> **Text provided**:
Moorlach: “…OC Political blog announced my intentions…”
Posted by Newsletter Reprint on March 9, 2013
This came over the wire from the office of Supervisor John Moorlach on Tuesday…
MOORLACH UPDATE — Huffington Post — March 5, 2013
Lamar Alexander, when he ran for U.S. President, would frequently say, “Aim for the top, there’s more room there.” So, that’s what I’m doing. If you want to get a good sense of the internal debate I’m currently enjoying, then the piece in the Huffington Post below should be of interest. The writer does an excellent job of laying out the land.
As you read the piece, let me clarify one thing. I am not seeking publicity. I had been keeping my phone calls so confidential, that when the OC Political blog announced my intentions, I had to call an emergency meeting to inform my staff of what I was considering. And now I have to call friends with an apology that the news leaked before I had a chance to call and discuss the matter with them first. Should someone else announce their intention to run for Governor, and it makes sense for me to support that person, then I’m out of the hunt. And then I’ll consider other options. After you read the piece, know that I am still moving forward with my decision process to aim for the top.
Will Jerry Brown Be Unopposed for Reelection?
William Bradley
Do you remember Elizabeth Emken? No? Let me refresh your memory. She was the Republican nominee for the United States Senate in California. Last year, actually. Against Sen. Dianne Feinstein. She did not prevail.
Actually, though Feinstein’s job approval rating had notably slumped, she got 62.5 percent of the vote to Emken’s 37.5 percent. DiFi barely did any campaign events and ran no ads.
Brown’s numbers are up. He is in a triumphant situation after winning the landslide passage of Proposition 30 and presenting a balanced budget ending the state’s chronic budget crisis, a budget which finally eliminated the $26 billion budget deficit he had to contend with on taking office just over two years ago. He did this by following through on his promised combination of budget cuts and revenue increases approved by the voters.
Who do the Republicans have to go up against him?
The California Republican Party held its state convention this past weekend in Sacramento. Did any sane and serious candidate emerge to run against Brown?
No.
Though Republican sources insist that a “legitimate” opponent will be found and offered. Which is not to be confused with a candidate with an actual chance of defeating Brown.
Some new names were chatted up, including former Lieutenant Governor Abel Maldonado — who had an op-ed in the Sacramento Bee and told the San Francisco Chronicle he’s seriously considering a gubernatorial run — and Congressman Darrell Issa.
I can see the former, as a sort of repositioning statement, though little more. I can’t see the latter at all.

> **Task set**:
a. Answer these from the post about Moorlach and the governor's race:
(i) Who used to say "Aim for the top, there's more room there"?
(ii) What share of the vote did Elizabeth Emken get?
(iii) In which city did the California Republican Party hold its state convention?
b. In the post about Moorlach and the governor's race, rewrite the paragraph that begins "As you read the piece" as a short list that keeps its main points.
c. Carry on the post about Moorlach and the governor's race, picking up after its last sentence.
The items that come after this post are separate material and have no connection to it.

> **Data lines**:
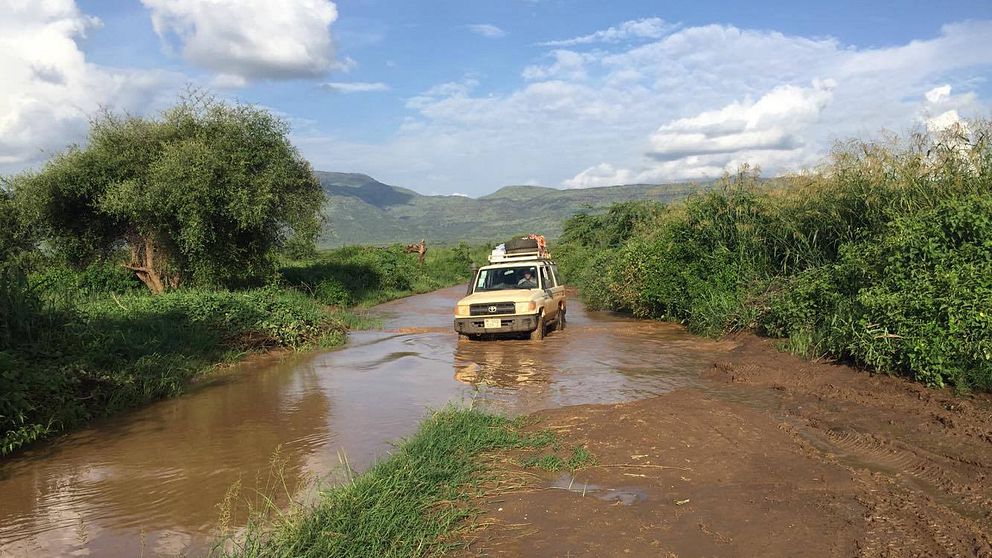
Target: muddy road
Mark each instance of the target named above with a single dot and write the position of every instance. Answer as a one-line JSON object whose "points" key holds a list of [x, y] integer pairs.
{"points": [[771, 456], [154, 482]]}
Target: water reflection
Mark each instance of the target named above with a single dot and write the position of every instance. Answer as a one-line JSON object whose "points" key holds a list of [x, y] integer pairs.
{"points": [[150, 482]]}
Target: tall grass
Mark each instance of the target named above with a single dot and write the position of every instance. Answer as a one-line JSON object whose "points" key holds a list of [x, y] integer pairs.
{"points": [[411, 504], [883, 256]]}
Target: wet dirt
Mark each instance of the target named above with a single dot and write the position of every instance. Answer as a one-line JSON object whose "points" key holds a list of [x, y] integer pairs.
{"points": [[153, 482], [769, 456]]}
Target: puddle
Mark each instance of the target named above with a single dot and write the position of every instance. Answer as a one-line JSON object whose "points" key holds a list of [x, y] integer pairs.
{"points": [[151, 482]]}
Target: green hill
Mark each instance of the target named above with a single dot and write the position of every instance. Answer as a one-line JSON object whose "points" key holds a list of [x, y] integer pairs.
{"points": [[362, 210]]}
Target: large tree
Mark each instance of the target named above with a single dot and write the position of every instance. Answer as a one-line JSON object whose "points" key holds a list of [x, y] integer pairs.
{"points": [[206, 192]]}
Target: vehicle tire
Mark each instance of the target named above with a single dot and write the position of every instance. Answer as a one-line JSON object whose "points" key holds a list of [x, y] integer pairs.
{"points": [[538, 332]]}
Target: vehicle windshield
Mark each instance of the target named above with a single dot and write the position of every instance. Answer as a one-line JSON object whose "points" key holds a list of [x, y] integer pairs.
{"points": [[503, 278]]}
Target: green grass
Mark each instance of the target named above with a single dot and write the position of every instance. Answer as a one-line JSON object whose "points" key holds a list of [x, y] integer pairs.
{"points": [[76, 345], [411, 504]]}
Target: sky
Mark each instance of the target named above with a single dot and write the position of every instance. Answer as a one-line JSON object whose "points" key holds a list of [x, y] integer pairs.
{"points": [[463, 97]]}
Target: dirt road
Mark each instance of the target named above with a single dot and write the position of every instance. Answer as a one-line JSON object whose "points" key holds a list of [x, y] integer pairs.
{"points": [[773, 456]]}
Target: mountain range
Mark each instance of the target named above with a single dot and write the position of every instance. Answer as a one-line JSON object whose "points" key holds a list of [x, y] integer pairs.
{"points": [[362, 210]]}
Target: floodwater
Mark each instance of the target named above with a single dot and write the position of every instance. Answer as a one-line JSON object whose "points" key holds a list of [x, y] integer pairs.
{"points": [[153, 482]]}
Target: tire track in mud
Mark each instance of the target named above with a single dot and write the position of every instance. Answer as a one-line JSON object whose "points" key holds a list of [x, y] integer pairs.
{"points": [[922, 457]]}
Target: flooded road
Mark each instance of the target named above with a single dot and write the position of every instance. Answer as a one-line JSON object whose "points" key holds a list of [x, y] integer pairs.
{"points": [[153, 482]]}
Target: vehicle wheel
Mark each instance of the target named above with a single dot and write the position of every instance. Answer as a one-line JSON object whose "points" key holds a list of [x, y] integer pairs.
{"points": [[538, 332]]}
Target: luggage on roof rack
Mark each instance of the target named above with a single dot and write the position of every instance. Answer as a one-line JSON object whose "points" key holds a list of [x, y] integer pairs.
{"points": [[532, 247], [521, 245]]}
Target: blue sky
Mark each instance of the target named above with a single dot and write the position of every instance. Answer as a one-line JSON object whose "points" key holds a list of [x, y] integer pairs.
{"points": [[451, 97]]}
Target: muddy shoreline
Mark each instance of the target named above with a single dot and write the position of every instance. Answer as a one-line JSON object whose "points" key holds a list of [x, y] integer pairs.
{"points": [[775, 456]]}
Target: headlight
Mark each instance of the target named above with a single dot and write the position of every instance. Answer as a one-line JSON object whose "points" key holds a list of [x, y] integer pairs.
{"points": [[526, 307]]}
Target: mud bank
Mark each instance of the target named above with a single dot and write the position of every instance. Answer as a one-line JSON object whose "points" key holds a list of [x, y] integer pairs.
{"points": [[773, 456]]}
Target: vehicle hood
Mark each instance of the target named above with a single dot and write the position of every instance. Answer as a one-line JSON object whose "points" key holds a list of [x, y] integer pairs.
{"points": [[508, 295]]}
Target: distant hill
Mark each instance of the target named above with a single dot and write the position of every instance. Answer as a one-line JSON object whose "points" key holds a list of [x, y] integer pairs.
{"points": [[362, 210]]}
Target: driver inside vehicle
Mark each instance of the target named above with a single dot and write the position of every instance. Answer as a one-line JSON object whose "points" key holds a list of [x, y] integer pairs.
{"points": [[528, 281]]}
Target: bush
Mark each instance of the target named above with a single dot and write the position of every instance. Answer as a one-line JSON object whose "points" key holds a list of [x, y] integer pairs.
{"points": [[883, 257]]}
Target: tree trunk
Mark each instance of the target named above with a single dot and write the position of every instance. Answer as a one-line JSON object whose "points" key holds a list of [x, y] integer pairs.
{"points": [[147, 262]]}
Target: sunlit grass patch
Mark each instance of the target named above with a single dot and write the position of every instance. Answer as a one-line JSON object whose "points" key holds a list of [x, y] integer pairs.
{"points": [[412, 503]]}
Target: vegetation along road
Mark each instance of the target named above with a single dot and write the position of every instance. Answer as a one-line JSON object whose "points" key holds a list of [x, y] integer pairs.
{"points": [[128, 276]]}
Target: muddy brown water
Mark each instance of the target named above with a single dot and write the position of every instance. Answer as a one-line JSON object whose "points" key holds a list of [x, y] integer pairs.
{"points": [[153, 482]]}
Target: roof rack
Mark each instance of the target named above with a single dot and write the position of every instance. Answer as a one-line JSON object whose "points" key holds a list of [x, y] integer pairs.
{"points": [[531, 247], [504, 257]]}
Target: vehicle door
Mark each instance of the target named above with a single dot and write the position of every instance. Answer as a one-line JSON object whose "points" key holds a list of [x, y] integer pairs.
{"points": [[558, 291], [548, 284]]}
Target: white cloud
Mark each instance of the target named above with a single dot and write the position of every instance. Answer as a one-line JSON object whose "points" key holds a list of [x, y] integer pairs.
{"points": [[936, 94], [487, 30], [50, 91], [603, 174], [647, 28], [567, 65], [691, 105], [774, 122], [249, 39], [354, 86]]}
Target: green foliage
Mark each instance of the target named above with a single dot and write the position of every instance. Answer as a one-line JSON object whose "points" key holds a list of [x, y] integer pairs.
{"points": [[77, 344], [204, 194], [107, 354], [882, 257], [407, 505]]}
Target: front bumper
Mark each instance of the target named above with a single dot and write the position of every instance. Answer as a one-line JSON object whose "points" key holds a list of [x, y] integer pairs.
{"points": [[508, 324]]}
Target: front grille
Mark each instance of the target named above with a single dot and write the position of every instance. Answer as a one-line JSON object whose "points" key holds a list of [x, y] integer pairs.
{"points": [[491, 309]]}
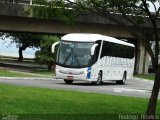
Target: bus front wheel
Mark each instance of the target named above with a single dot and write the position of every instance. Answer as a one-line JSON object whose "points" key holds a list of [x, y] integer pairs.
{"points": [[123, 79], [68, 81]]}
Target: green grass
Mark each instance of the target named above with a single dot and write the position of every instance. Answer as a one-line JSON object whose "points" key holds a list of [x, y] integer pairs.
{"points": [[148, 77], [7, 73], [40, 101]]}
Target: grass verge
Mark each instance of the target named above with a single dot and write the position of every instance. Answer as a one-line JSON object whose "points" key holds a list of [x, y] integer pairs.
{"points": [[7, 73], [60, 104], [148, 77]]}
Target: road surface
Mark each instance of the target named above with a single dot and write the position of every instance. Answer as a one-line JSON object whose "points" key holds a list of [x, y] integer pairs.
{"points": [[133, 87]]}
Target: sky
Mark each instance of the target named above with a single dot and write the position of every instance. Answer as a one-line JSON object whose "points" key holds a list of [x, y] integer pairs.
{"points": [[7, 49]]}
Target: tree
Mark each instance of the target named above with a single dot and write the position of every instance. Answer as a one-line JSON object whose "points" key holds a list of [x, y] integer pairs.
{"points": [[44, 55], [23, 41], [131, 16]]}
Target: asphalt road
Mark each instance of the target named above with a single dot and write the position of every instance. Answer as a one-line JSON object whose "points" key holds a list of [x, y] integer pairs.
{"points": [[133, 87]]}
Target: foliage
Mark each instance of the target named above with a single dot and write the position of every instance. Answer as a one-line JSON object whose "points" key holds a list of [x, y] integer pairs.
{"points": [[44, 55], [23, 41]]}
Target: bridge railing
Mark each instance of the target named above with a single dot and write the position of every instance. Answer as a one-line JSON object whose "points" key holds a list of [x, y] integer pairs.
{"points": [[18, 1]]}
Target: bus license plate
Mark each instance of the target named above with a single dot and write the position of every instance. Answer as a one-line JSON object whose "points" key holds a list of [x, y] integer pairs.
{"points": [[70, 77]]}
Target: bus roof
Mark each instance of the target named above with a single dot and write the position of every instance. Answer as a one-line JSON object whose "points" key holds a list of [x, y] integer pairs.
{"points": [[83, 37]]}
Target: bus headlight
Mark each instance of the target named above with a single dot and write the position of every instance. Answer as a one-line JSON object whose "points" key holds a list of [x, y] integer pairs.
{"points": [[83, 72]]}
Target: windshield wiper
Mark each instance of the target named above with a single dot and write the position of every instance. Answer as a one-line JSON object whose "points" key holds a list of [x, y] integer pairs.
{"points": [[77, 59]]}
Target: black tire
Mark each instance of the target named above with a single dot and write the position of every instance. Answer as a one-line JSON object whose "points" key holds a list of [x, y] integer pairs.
{"points": [[99, 79], [122, 82], [68, 81]]}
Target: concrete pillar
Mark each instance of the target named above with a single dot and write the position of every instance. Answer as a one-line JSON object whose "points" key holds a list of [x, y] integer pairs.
{"points": [[142, 60]]}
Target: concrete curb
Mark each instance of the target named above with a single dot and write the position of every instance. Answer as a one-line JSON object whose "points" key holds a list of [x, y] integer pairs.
{"points": [[143, 80], [25, 78]]}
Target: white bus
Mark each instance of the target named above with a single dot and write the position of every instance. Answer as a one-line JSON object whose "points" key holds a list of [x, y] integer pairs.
{"points": [[94, 58]]}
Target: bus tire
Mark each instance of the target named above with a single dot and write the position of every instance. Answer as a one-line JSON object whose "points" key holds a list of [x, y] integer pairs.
{"points": [[122, 82], [99, 79], [68, 81]]}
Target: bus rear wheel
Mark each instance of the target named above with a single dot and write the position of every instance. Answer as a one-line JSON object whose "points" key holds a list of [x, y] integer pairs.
{"points": [[68, 81], [99, 79], [122, 82]]}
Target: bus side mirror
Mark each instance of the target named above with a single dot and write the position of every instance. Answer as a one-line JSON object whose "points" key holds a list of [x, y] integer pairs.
{"points": [[93, 48], [53, 47]]}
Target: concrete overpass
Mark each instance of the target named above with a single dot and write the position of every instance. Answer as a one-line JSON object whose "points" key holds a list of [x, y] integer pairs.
{"points": [[13, 18]]}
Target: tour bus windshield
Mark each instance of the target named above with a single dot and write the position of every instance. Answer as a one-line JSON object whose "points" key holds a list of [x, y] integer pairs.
{"points": [[74, 54]]}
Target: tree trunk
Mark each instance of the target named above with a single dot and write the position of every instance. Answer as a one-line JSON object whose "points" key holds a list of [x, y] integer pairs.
{"points": [[50, 66], [154, 96], [20, 54]]}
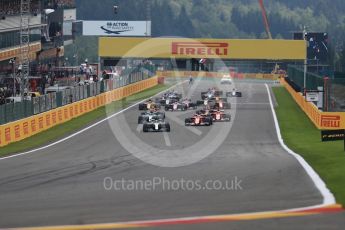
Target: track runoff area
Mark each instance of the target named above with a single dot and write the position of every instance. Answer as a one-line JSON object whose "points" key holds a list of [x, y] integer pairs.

> **Answers to each task**:
a.
(i) Lamar Alexander
(ii) 37.5 percent
(iii) Sacramento

b.
- Moorlach says he is not seeking publicity.
- He had kept his phone calls so confidential that he had to call an emergency meeting to tell his staff what he was considering once the OC Political blog announced his intentions.
- He now has to call friends and apologize that the news leaked before he could talk with them first.
- If someone else announces a run for Governor and it makes sense for him to support that person, he will drop out and consider other options.
- Until then, he is still moving forward with deciding whether to aim for the top.

c.
Maldonado was appointed to the lieutenant governorship by Gov. Arnold Schwarzenegger, but lost to Gavin Newsom in the 2010 Democratic landslide led by Brown. The former state senator then lost a congressional race last November by 10 points.
Issa, the very pugnacious super-rich chairman of the House Oversight Committee funded the signature gathering to qualify the 2003 recall, but pulled out of the race himself after being effectively roughed up by Democratic opposition researchers, with Schwarzenegger waiting in the wings.
Maldonado is a nice, intelligent guy. I’ve had lunch with him. But I wonder what he would find to run on against Brown.
They basically agree on most of the big issues. Maldonado helped devise the 2009 budget compromise, which included a big temporary tax hike. Brown tried for six months to extend that deal and couldn’t find the Republican legislative votes he needed to even get the extension on the ballot. After that, he turned to his own initiative, which ended up with a significant temporary tax surcharge on the rich. Maldonado and his friends are probably against that, but anyone who tries to run on cutting taxes for the rich is, ah, how to put this diplomatically?
As Arnold Schwarzenegger’s appointed lieutenant governor, Maldonado also championed the controversial high-speed rail program, as well as the state’s landmark climate change and renewable energy programs so hated by the right-wing. He wouldn’t run to the right of Brown on social issues or immigration, as that would defeat the whole modernizing impulse for Republicans.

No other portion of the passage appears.